Task to complete — Nothing in the records may be dropped or altered when you repeat them.

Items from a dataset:
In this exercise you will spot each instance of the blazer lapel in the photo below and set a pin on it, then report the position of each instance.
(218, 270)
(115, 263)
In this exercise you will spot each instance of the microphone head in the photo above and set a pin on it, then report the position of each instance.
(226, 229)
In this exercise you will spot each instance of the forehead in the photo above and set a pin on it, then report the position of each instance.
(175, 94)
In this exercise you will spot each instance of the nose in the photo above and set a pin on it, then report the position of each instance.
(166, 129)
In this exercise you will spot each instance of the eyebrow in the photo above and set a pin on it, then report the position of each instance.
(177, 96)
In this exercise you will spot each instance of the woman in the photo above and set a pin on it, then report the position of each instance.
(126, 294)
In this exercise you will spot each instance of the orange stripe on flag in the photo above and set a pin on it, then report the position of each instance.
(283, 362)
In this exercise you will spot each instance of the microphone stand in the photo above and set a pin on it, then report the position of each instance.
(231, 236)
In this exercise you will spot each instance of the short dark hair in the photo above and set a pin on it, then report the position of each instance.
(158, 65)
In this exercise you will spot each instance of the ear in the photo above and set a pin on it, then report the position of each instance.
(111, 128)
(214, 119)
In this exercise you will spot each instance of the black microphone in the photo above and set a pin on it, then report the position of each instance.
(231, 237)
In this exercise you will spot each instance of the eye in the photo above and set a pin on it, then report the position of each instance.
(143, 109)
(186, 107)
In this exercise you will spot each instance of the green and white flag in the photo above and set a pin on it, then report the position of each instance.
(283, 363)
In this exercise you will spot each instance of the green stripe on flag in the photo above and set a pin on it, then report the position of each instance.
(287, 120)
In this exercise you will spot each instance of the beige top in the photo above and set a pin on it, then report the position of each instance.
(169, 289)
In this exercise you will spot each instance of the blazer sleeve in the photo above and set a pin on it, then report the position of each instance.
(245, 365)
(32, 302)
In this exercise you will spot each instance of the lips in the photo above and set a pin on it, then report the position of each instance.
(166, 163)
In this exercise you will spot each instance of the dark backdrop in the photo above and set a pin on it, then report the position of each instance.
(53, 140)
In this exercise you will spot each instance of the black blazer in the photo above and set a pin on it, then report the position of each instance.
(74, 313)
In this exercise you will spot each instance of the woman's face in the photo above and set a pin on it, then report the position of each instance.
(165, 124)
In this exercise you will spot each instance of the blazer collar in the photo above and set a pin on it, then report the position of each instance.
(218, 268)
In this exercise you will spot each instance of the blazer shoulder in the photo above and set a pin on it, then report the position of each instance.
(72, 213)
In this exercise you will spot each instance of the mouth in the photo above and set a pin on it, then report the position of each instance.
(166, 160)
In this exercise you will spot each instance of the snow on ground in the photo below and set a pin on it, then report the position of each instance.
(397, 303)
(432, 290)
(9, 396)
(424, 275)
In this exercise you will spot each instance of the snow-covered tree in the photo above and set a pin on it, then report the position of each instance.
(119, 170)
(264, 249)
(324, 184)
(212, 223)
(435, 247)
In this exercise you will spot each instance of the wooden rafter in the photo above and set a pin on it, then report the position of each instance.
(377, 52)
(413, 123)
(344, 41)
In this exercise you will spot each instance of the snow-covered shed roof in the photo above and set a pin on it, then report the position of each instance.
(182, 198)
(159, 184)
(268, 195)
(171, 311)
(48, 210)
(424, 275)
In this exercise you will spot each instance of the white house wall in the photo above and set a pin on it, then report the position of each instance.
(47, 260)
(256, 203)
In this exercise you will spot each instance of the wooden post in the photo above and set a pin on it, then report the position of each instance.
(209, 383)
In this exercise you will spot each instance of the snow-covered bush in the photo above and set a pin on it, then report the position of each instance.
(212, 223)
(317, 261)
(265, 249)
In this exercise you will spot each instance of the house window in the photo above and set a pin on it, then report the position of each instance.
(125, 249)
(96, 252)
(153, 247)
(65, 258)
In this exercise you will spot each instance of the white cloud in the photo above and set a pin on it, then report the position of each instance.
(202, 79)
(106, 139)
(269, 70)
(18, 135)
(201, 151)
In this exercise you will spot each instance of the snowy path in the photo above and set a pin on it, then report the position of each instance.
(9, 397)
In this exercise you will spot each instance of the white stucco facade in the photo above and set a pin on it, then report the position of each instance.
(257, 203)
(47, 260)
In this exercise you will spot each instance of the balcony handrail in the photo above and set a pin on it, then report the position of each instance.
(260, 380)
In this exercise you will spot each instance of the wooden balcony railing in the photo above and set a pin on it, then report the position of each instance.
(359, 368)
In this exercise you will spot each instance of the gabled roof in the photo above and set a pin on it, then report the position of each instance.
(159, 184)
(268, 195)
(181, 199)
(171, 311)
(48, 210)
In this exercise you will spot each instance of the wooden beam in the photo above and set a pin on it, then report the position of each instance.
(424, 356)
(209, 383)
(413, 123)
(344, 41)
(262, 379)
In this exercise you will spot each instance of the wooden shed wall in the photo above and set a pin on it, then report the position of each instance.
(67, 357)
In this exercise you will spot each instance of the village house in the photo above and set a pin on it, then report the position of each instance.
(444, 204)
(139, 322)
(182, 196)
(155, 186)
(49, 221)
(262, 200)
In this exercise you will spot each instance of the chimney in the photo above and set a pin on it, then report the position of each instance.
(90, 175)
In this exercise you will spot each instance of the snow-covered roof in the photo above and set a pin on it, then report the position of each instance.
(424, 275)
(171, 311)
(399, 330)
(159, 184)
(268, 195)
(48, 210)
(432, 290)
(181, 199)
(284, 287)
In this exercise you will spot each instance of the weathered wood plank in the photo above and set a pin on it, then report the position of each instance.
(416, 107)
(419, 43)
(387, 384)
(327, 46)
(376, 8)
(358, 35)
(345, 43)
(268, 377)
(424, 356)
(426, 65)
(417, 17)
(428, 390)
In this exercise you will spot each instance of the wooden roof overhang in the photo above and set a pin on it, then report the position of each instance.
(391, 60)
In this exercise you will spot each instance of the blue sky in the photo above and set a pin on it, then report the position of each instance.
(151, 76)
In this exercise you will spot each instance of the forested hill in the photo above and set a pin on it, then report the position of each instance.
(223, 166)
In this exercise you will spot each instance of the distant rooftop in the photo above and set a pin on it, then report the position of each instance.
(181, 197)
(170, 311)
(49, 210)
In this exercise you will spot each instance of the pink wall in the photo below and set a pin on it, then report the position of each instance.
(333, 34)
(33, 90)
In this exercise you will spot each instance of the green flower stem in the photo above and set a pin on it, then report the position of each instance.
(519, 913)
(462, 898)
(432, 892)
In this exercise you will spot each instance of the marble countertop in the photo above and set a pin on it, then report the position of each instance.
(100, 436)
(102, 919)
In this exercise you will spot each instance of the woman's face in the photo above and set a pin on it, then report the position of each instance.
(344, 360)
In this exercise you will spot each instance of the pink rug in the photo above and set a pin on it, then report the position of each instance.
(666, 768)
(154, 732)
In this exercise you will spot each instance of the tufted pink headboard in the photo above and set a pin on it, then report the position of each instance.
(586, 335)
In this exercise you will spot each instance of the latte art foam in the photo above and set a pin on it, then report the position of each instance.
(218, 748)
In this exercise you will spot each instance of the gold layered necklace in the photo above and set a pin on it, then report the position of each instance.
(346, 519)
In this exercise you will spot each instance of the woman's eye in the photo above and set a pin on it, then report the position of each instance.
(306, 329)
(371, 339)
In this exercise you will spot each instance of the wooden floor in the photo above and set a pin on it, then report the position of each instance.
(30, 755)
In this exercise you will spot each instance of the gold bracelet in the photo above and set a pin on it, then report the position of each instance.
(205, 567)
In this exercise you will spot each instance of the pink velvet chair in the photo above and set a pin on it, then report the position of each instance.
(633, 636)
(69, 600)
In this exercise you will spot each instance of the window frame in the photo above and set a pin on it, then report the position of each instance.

Reply to the exercise —
In this exercise you will spot each instance of the blazer lapel in the photo below and set a pin on it, then report the position of each instance.
(218, 270)
(115, 263)
In this exercise you will spot each instance of the microphone head in the photo above and set a pin on it, then report the position of each instance.
(226, 229)
In this exercise you will spot each instance of the forehead in the photo above and set a pin on it, then report the position of each instance.
(175, 94)
In this exercise you will spot each instance of the nose in the photo above and set a pin on it, then report the position of each instance.
(166, 129)
In this exercise you will spot each instance of the eyebrow in the photo above and set a pin on it, then report the position of each instance.
(177, 96)
In this exercise you will spot each instance of the woman in the photo above and set a pin on it, then report the position of each instance.
(126, 294)
In this exercise you will spot each instance of the orange stripe on flag in the photo above and set a pin on it, then report the position of each instance.
(283, 362)
In this exercise you will spot each instance of the microphone stand in the photo above and set a pin on it, then report the position of each instance.
(231, 236)
In this exercise you will spot each instance of the short dark hair in the photo above and set a pin on it, then report the position of each instance.
(158, 65)
In this exercise you will spot each instance of the ear in the photo above and set a pin on it, then report the position of each instance.
(111, 128)
(214, 119)
In this exercise you will spot each instance of the black microphone in the photo above and set a pin on it, then report the position of each instance.
(231, 237)
In this exercise you will spot each instance of the eye in the photo above and set a pin on it, then report the position of each instance.
(143, 109)
(186, 107)
In this exercise you will spot each instance of the green and white flag in the photo above and set a pin on it, then report the position of each instance.
(283, 363)
In this exercise you will spot each instance of the green stripe on flag in the photo above and set a pin on it, then report the position of each instance.
(287, 120)
In this exercise you will spot each instance of the beige top in the photo above and set a pin on it, then report the position of each instance.
(169, 289)
In this exercise you will spot each instance of the blazer sleeve in the photo above and set a pin on it, then report the position of each instance.
(245, 365)
(32, 302)
In this exercise you will spot each instance of the lips in the photo above and set a pin on it, then report the position of each instance.
(166, 163)
In this exercise you will spot each instance of the dark backdrop in the photo above and set a pin on it, then report the position of each instance.
(53, 140)
In this exercise you will spot each instance of the black blazer in the photo above and set a pin on it, then report the position of each instance.
(74, 313)
In this exercise you will spot each instance of the woman's face in the photo above and set a pin on it, then report the position of each instance.
(165, 124)
In this exercise you will spot each instance of the blazer collar in the photo above and set a pin on it, then report the position of each instance.
(218, 268)
In this exercise you will spot each instance of the blazer shoulder in the photo above and set a pin on it, then report the position of each instance.
(72, 213)
In this exercise you will spot each instance of the mouth in the photo above and set a pin on it, then report the position of each instance.
(166, 160)
In this exercise you will spot each instance of the snow on ground in the photo below and set a pin on it, then report the position of each instance.
(397, 303)
(432, 290)
(9, 396)
(424, 275)
In this exercise you will spot each instance of the snow-covered tree in the photo above and set a pin on it, then report the position of each instance.
(119, 170)
(264, 249)
(324, 184)
(212, 223)
(435, 247)
In this exercise you will spot each instance of the wooden rafter in the photo above and set a pin on it, then report the position of each instance.
(377, 52)
(413, 123)
(344, 41)
In this exercise you will spot each instance of the snow-covered shed roof in the photo above and set a pin on it, then report the position of each instance.
(182, 198)
(159, 184)
(268, 195)
(171, 311)
(48, 210)
(424, 275)
In this exercise you will spot each instance of the white house wall in the photo above and set a pin on it, then report the position of each instance.
(47, 260)
(256, 203)
In this exercise you will spot each instance of the wooden post in the photo above and set a pin on it, then report the position of each instance.
(209, 383)
In this exercise you will spot each instance of the snow-covered bush in the photo above and set a pin on it, then report the position of each instance.
(212, 223)
(317, 261)
(265, 249)
In this exercise you will spot each instance of the house window in the photo above and set a pin on it, then report the position of each instance.
(125, 249)
(96, 252)
(153, 247)
(65, 258)
In this exercise you will spot each instance of the white cloud in the photo above and set a pin on it, then report the position of each instance.
(202, 79)
(106, 139)
(269, 70)
(18, 135)
(201, 151)
In this exercise you will spot each instance of the snowy path in the photo above and set a pin on it, then report the position of each instance.
(9, 397)
In this exercise you will spot each instance of the white stucco facade in the photo above and set a pin on it, then report the position of each instance.
(257, 203)
(47, 260)
In this exercise you will spot each instance of the balcony handrail in the photo above and set a pin on it, then report the position of each instance.
(260, 380)
In this exercise you will spot each instance of the wooden balcony railing in the photo above and set a pin on it, then report the position of each instance.
(359, 368)
In this exercise you will spot each instance of the gabled roof in the photo above and set a pin on it, then report the position of each instance.
(159, 184)
(268, 195)
(181, 199)
(171, 311)
(48, 210)
In this exercise you will spot each instance of the wooden beam in the photo above and set a pin on it, then report the position of each instance.
(424, 356)
(209, 383)
(413, 123)
(344, 41)
(262, 379)
In this exercise you will spot each instance of the wooden shed wall in the photo above and set a pin on it, then report the position of each instance.
(67, 357)
In this exercise you will spot each instance of the village house in the photo above and set a pin on it, then report the position of each instance.
(444, 204)
(139, 322)
(182, 196)
(155, 186)
(49, 221)
(262, 200)
In this exercise you will spot each instance of the chimney in the photo above and set a pin on it, then report the position of each instance.
(90, 175)
In this exercise you will spot each instance of the snow-covered roof in the photo above and set a pin on it, then report the position of each instance.
(424, 275)
(171, 311)
(399, 330)
(159, 184)
(268, 195)
(48, 210)
(432, 290)
(181, 199)
(284, 287)
In this exercise you will spot each instance of the weathered wood plank in the photo above and set a pin on it, then report the position of each instance.
(416, 107)
(419, 43)
(387, 384)
(327, 46)
(376, 8)
(358, 35)
(345, 43)
(268, 377)
(424, 356)
(426, 65)
(417, 17)
(428, 390)
In this exercise you will spot each instance of the wooden roof overhang in the photo above and set a pin on it, then report the position of each instance.
(391, 60)
In this exercise you will spot each instance of the blue sky in the photo above and set a pin on it, then report the position of each instance.
(151, 76)
In this exercise you will spot each instance of the forested hill in the photo above and set a pin on it, then report the position of each instance.
(223, 166)
In this exercise you will spot each instance of the distant rooftop in the photo above and set a pin on it, then report the position of each instance.
(181, 197)
(170, 311)
(49, 210)
In this exercise you will spot each instance of the pink wall in the photo below and set a pin on it, then report the position of each instance.
(333, 34)
(33, 90)
In this exercise you will spot each instance of the green flower stem in the photo above and set a pin on it, then report the position of each instance.
(519, 913)
(462, 898)
(432, 892)
In this exercise you will spot each instance of the marble countertop in the photo above and set a pin on it, then report the position of each instance.
(100, 436)
(102, 919)
In this exercise you will spot each instance of the woman's face in the photo above and set a pin on it, then report the position of each instance.
(344, 360)
In this exercise you will spot each instance of the pink rug in the photo above and set a pin on it, then report the position of each instance.
(666, 768)
(154, 732)
In this exercise you will spot each instance of the tufted pink headboard in the photo above and set a pin on it, then report the position of each instance.
(586, 335)
In this exercise you will spot each instance of the latte art foam in the photo above and set a pin on it, then report the position of each instance.
(218, 748)
In this exercise you will spot each instance of the gold layered necklace in the photo above and set a pin on it, then report the position of each instance.
(346, 519)
In this exercise you will spot each instance of the woman's eye in the photo above and set a pin on it, then report the position of each instance.
(306, 329)
(371, 339)
In this exercise you will spot each instance of the wooden floor in the photo above and set a pin on it, then report the position of each instance.
(30, 755)
In this exercise you will spot each instance of the gold bracelet in the photo above and set a pin on it, then report the position of each instance.
(205, 567)
In this exercise you will spot each instance of the pink velvet chair in the photo above and set a pin on it, then report the position of each instance.
(633, 636)
(69, 600)
In this exercise you will spot each instance of the window frame in the photo above and set a pin on it, then report the position of each instance.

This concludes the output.